**GIVEN EXERCISE**
Lay out the lines below as a Markdown table with the columns Row and Line, giving each nonblank line its own numbered row and skipping blank lines. Omit the pictures from the table.

**DATASET RECORDS**
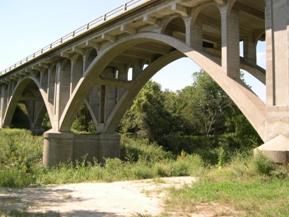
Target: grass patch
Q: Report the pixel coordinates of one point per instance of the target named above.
(252, 187)
(21, 163)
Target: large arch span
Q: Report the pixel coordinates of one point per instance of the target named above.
(250, 105)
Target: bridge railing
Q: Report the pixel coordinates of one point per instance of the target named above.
(93, 24)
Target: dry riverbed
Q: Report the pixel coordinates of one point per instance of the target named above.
(128, 198)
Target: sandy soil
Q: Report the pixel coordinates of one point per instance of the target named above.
(129, 198)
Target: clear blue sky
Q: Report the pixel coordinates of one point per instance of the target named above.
(27, 26)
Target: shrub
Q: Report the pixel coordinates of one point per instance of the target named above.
(263, 165)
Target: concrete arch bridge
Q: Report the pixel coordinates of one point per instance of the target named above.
(91, 65)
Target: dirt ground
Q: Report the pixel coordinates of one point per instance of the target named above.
(128, 198)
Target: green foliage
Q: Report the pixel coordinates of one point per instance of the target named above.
(253, 187)
(263, 165)
(200, 119)
(21, 163)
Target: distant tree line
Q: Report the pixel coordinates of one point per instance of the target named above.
(200, 119)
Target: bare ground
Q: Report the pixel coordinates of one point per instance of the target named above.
(143, 198)
(128, 198)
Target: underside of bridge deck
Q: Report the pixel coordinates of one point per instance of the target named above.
(93, 69)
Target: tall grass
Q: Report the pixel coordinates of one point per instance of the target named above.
(252, 187)
(21, 163)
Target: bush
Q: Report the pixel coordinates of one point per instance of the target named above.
(263, 165)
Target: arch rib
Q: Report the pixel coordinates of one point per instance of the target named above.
(11, 106)
(251, 106)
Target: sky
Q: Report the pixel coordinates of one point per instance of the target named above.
(27, 26)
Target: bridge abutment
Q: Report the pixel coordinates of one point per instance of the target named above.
(68, 147)
(276, 126)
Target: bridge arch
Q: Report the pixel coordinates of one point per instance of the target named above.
(17, 94)
(250, 105)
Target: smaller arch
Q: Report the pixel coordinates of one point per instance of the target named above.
(77, 70)
(16, 95)
(175, 27)
(90, 55)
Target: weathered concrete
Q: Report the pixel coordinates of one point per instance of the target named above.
(93, 69)
(69, 147)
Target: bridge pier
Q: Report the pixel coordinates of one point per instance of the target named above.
(63, 147)
(276, 126)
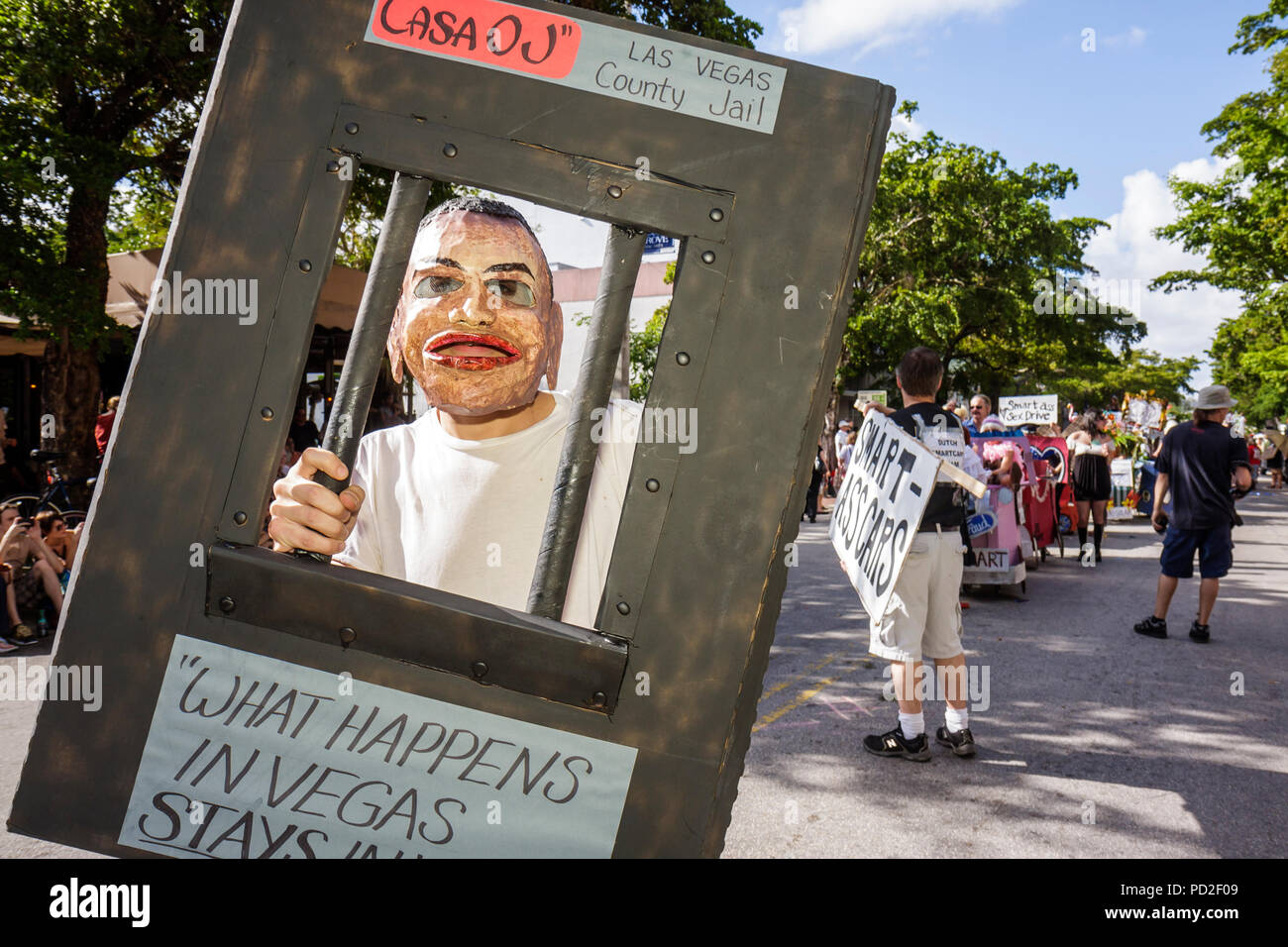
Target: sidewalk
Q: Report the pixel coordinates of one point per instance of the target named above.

**TASK OUTPUT**
| Row | Line |
|---|---|
| 1 | Target: grass patch |
| 2 | Q: Report the pixel coordinates of one point per instance of the target named above. |
| 3 | (252, 187) |
| 4 | (21, 163) |
| 5 | Target: large arch span |
| 6 | Q: Report the pixel coordinates of one point per instance of the target named above. |
| 7 | (250, 105) |
| 8 | Target: bridge railing |
| 9 | Q: Report the pixel coordinates of one point per instance of the target named above. |
| 10 | (93, 24) |
| 11 | Target: dry riverbed |
| 12 | Q: Report the pixel coordinates of one point per instance of the target named above. |
| 13 | (128, 198) |
| 14 | Target: sandy soil |
| 15 | Q: Report the pixel coordinates of one point per instance of the target named above. |
| 16 | (129, 198) |
| 17 | Target: clear blue sky |
| 18 | Q: Report the pixel coordinates of one point per instance of the target named above. |
| 19 | (27, 26) |
| 20 | Target: shrub |
| 21 | Q: Report the pixel coordinates of one point per instance of the target named above. |
| 22 | (263, 165) |
| 23 | Target: concrete arch bridge |
| 24 | Q: Report the pixel coordinates of one point per instance of the target named above. |
| 25 | (91, 65) |
| 26 | Target: dirt ground |
| 27 | Q: Report the pixel coordinates of one point per instance of the target named above. |
| 28 | (128, 198) |
| 29 | Target: green foliage |
| 30 | Q: Report the pixel coordinates of one point per instance of the target named above. |
| 31 | (253, 187) |
| 32 | (263, 165) |
| 33 | (200, 119) |
| 34 | (21, 163) |
| 35 | Target: distant tree line |
| 36 | Q: Report the pixel coordinates of one point per instance of the target named above. |
| 37 | (200, 119) |
| 38 | Target: bare ground |
| 39 | Q: Report the pixel coordinates of one point per instance of the target named above. |
| 40 | (143, 198) |
| 41 | (128, 198) |
| 42 | Target: underside of bridge deck |
| 43 | Q: Report the pixel coordinates of one point per instance of the target named above. |
| 44 | (93, 69) |
| 45 | Target: tall grass |
| 46 | Q: Report the pixel coordinates of one point per instance of the target named above. |
| 47 | (252, 187) |
| 48 | (21, 163) |
| 49 | Target: bush |
| 50 | Q: Report the pixel coordinates of one point per instance of the target named above. |
| 51 | (263, 165) |
| 52 | Target: arch rib |
| 53 | Q: Report the pixel coordinates of one point per instance of the target named above. |
| 54 | (11, 106) |
| 55 | (251, 106) |
| 56 | Target: sky |
| 57 | Q: Report the pixel coordinates of one point per instance of the target named above. |
| 58 | (27, 26) |
| 59 | Target: bridge abutment |
| 60 | Q: Report the pixel coordinates of one point per instance of the target named above. |
| 61 | (68, 147) |
| 62 | (276, 126) |
| 63 | Target: bridge arch |
| 64 | Q: Report the pixel coordinates of one point per instance of the target named above. |
| 65 | (17, 94) |
| 66 | (250, 105) |
| 67 | Target: smaller arch |
| 68 | Q: Report the pixel coordinates of one point per instance of the target named above. |
| 69 | (77, 70) |
| 70 | (16, 95) |
| 71 | (175, 27) |
| 72 | (90, 55) |
| 73 | Target: weathered concrete |
| 74 | Q: Report the pixel coordinates of one point per instance of the target named above. |
| 75 | (93, 69) |
| 76 | (69, 147) |
| 77 | Target: bridge pier |
| 78 | Q: Report the pixel coordinates of one point per instance of the target named above. |
| 79 | (63, 147) |
| 80 | (276, 126) |
| 81 | Target: sidewalk |
| 82 | Q: Report the pixel coordinates of one point per instance of the target named above. |